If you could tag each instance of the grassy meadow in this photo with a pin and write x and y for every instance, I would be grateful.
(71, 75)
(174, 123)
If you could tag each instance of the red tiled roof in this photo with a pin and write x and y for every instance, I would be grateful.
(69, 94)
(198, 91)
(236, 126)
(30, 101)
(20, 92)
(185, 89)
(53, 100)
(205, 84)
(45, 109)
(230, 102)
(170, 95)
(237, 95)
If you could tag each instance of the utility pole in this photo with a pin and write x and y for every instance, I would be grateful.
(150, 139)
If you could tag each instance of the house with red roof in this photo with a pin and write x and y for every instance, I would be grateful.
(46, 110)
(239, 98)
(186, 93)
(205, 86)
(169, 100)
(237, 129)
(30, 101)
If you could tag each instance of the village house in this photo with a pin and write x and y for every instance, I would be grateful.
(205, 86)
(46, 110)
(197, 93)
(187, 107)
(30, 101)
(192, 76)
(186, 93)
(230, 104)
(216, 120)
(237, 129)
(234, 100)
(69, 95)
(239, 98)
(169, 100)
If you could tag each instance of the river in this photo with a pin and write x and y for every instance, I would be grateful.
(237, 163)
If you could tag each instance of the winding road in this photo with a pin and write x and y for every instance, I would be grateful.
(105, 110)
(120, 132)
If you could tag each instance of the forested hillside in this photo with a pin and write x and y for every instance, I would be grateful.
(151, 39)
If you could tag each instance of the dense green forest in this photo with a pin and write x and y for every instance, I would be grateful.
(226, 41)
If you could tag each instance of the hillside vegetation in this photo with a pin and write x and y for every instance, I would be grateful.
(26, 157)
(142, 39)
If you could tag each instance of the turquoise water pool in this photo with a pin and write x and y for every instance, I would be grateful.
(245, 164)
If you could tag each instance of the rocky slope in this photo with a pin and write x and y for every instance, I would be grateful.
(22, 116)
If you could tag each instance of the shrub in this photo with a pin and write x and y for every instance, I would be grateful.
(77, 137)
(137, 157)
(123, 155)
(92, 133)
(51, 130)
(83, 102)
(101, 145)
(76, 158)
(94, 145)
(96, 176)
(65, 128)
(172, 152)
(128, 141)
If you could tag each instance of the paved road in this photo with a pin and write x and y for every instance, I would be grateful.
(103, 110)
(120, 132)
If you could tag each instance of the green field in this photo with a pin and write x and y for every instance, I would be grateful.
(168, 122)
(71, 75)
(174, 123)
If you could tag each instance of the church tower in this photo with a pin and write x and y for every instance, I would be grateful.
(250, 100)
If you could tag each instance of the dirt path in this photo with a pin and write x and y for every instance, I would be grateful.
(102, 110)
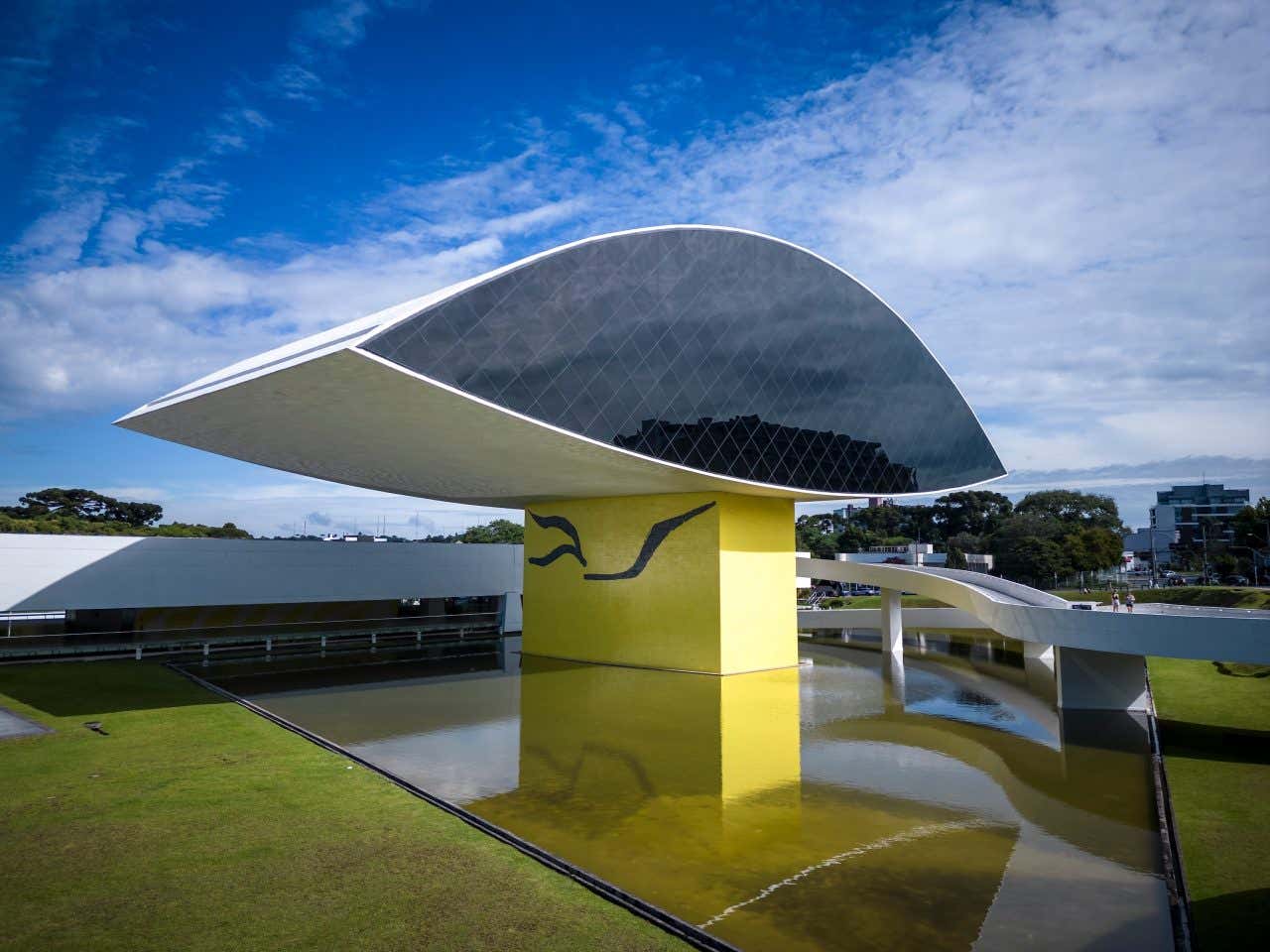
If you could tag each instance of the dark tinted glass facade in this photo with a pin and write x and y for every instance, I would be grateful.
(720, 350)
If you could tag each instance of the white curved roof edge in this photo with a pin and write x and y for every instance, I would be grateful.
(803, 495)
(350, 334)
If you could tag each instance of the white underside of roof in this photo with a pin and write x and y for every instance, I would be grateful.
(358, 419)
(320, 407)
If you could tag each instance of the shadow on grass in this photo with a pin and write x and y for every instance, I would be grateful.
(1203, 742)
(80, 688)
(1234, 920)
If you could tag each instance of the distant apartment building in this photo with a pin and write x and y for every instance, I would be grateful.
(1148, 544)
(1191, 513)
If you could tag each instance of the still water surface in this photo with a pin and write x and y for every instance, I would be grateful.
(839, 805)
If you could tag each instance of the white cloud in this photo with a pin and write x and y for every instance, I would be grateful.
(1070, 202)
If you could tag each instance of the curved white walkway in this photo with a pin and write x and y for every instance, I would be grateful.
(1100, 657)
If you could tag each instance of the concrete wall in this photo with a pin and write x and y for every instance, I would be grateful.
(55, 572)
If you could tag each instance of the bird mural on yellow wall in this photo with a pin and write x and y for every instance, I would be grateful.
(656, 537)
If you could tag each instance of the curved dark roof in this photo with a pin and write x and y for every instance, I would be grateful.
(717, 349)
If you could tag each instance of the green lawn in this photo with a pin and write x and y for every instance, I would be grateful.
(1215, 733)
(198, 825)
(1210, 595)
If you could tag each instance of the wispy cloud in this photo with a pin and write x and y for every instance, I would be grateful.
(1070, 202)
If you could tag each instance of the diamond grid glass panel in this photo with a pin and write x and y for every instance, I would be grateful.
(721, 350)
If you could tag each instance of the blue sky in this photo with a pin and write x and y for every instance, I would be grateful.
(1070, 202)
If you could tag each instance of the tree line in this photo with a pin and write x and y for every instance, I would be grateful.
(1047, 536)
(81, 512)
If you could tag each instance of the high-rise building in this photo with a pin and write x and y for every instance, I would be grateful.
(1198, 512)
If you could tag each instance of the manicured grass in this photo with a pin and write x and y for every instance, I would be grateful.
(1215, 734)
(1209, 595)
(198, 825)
============
## [EXERCISE DETAILS]
In the listing above, find the line with "If you could tag each instance of the blue" and set down that line and all after it exactly, through the final line.

## [RESPONSE TO THIS TASK]
If you could tag each instance of the blue sky in this photo with a pin and write x and y for every instance, I would be grateful.
(1070, 202)
If you could tag each instance of the tree line in this photo with a pin and write x and y for every instance, I would be grateful.
(1047, 536)
(81, 512)
If you could tag each instance of the high-rise building in this photo with a pin and write x and y for every instance, I would be grateful.
(1198, 512)
If you could tag each instance of the manicured grass in this photo with a pin and write x and y for every instance, I would be grateful.
(1215, 734)
(1209, 595)
(198, 825)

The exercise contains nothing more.